--- Consignes ---
1. Traduisez en anglais la phrase suivante, tirée du texte sur Juppé et Fillon : « Sur la forme, chacun avait mesuré les risques d’un affrontement trop virulent. »
2. D’après le texte sur Juppé et Fillon, quelle mauvaise habitude la droite française a-t-elle ?

--- Texte fourni ---

※

On attendait un pugilat sanglant entre deux anciens Premiers ministres appartenant à la même famille. Ils se disent l’un et l’autre gaullistes. Ce sont, avant tout, des professionnels de la politique.

Sur la forme, chacun avait mesuré les risques d’un affrontement trop virulent. Non seulement il aurait nui à l’image des deux hommes, mais il aurait une nouvelle fois terni celle de leur mouvement dont la façade vient à peine d’être repeinte.

Sur le fond, les deux candidats qui, hier encore, s’opposaient se sont rapprochés, sans doute un peu trop pour que ce soit honnête. Ce recentrage émollient peut avoir déçu des partisans heureux d’avoir enfin des positions claires et conformes à leurs vœux. Il n’en sera rien. Une fois de plus, la droite va se battre au centre. Une fois de plus, l’économie va être placée en première ligne des propositions. Avec Juppé, on continue la gestion. Avec Fillon, on annonce une révolution, mais la droite française a la mauvaise habitude de faire après l’élection le contraire de ce qu’elle avait annoncé auparavant. Sarkozy avait atteint un sommet en pratiquant une absurde ouverture à gauche après avoir conquis l’Élysée par la droite.

※

--- Données fournies ---
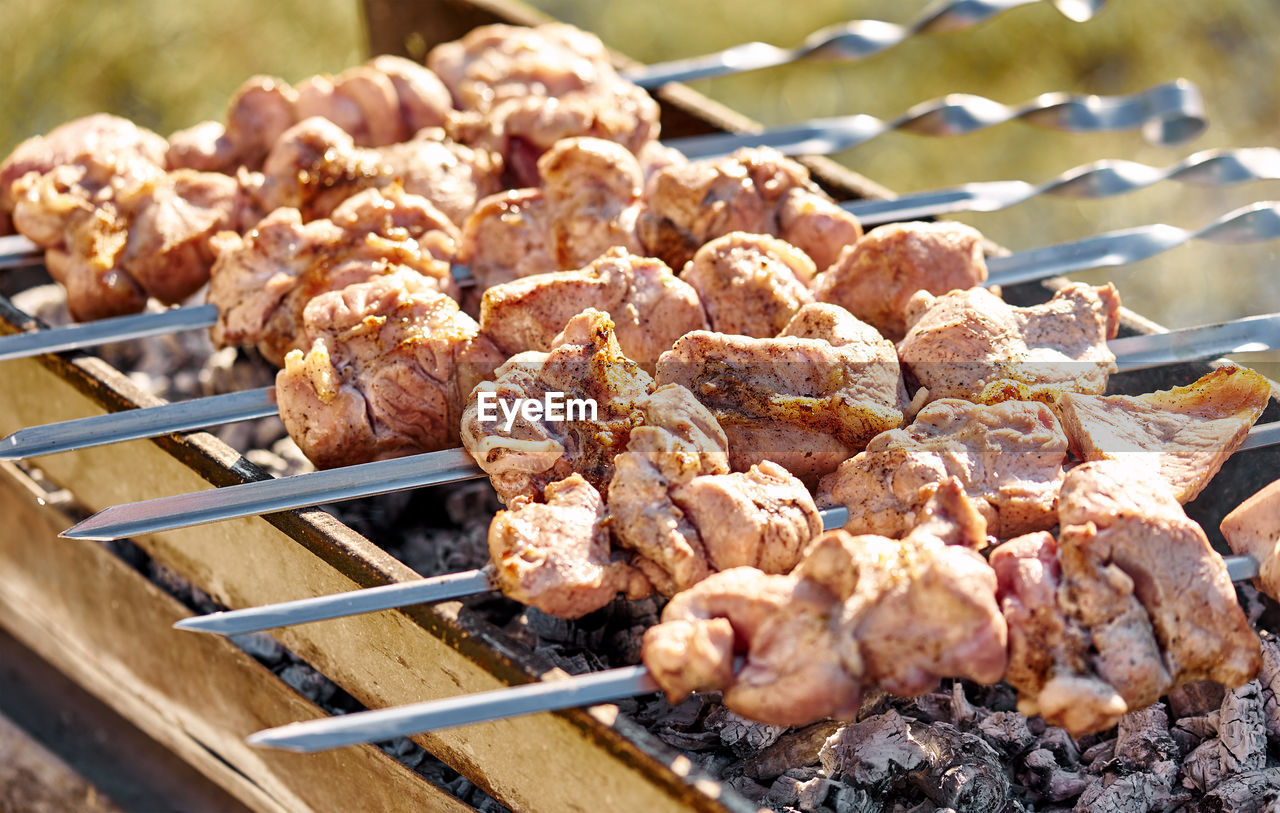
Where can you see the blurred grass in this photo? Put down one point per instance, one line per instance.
(168, 65)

※

--- Réponses par consigne ---
1. In terms of form, each of them had weighed the risks of an overly heated confrontation.

2. Elle a la mauvaise habitude de faire après l’élection le contraire de ce qu’elle avait annoncé auparavant.